---------- Data section ----------

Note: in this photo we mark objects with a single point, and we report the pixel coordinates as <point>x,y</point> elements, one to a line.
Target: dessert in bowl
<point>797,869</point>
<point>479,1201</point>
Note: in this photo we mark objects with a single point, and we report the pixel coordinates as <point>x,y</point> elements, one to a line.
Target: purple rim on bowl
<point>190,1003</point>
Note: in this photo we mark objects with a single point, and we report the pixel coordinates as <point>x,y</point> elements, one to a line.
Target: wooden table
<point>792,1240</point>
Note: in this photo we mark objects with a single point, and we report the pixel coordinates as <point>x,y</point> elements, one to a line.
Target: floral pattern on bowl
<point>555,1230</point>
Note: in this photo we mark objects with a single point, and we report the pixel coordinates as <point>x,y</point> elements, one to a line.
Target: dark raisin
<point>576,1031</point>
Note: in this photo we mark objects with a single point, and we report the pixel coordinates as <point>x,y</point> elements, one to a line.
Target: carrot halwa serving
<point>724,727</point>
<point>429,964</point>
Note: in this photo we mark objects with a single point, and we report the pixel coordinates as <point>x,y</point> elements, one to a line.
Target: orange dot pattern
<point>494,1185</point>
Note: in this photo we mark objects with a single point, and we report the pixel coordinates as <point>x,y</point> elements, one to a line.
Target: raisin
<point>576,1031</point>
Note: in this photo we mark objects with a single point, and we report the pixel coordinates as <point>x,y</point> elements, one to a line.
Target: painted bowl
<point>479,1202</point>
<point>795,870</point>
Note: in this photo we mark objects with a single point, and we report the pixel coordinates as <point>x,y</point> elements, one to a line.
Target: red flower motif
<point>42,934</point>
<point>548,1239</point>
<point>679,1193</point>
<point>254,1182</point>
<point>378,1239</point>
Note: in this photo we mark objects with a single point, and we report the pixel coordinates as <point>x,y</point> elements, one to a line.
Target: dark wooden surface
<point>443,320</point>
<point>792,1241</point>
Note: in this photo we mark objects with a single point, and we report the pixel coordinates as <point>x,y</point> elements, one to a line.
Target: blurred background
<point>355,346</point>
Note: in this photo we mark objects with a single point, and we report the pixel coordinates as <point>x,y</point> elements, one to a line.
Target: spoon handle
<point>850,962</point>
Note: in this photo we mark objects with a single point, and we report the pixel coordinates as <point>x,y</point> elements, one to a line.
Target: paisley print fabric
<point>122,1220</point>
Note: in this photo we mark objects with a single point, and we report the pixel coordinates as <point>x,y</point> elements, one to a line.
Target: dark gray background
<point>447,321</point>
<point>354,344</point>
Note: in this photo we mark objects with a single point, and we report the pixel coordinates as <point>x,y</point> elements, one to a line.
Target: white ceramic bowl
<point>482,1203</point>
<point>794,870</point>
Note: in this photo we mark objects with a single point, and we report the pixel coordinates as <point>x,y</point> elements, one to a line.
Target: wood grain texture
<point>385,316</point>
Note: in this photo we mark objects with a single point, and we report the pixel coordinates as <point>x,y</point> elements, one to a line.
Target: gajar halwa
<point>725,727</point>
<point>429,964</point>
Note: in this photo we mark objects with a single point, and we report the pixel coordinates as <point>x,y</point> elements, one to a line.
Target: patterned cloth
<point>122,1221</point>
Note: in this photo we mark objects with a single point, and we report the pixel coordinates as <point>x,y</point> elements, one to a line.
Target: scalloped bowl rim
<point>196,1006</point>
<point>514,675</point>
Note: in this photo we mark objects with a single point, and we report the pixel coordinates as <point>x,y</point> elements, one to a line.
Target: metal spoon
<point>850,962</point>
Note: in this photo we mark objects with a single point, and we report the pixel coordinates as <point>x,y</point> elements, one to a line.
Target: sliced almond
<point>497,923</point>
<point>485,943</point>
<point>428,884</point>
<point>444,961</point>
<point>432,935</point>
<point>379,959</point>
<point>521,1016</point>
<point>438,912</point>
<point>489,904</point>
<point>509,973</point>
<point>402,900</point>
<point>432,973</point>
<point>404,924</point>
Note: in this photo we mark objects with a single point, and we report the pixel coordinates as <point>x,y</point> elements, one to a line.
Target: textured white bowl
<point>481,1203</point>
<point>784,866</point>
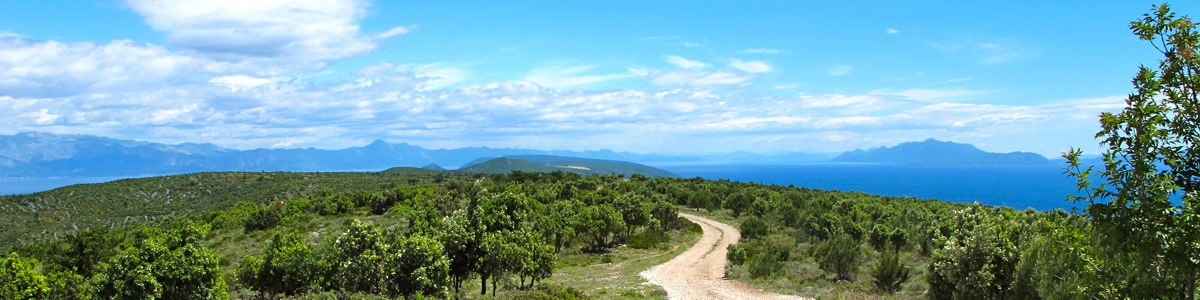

----------

- [Aim of the task] Could you update the material from its first line through the line containing "<point>479,1201</point>" so that "dessert" becomes "pudding" and nothing else changes?

- [Complete output]
Note: in this photo we mark objects with a single point, and we report the pixel coordinates as <point>x,y</point> elements, one to a line.
Target: pudding in bowl
<point>797,869</point>
<point>479,1201</point>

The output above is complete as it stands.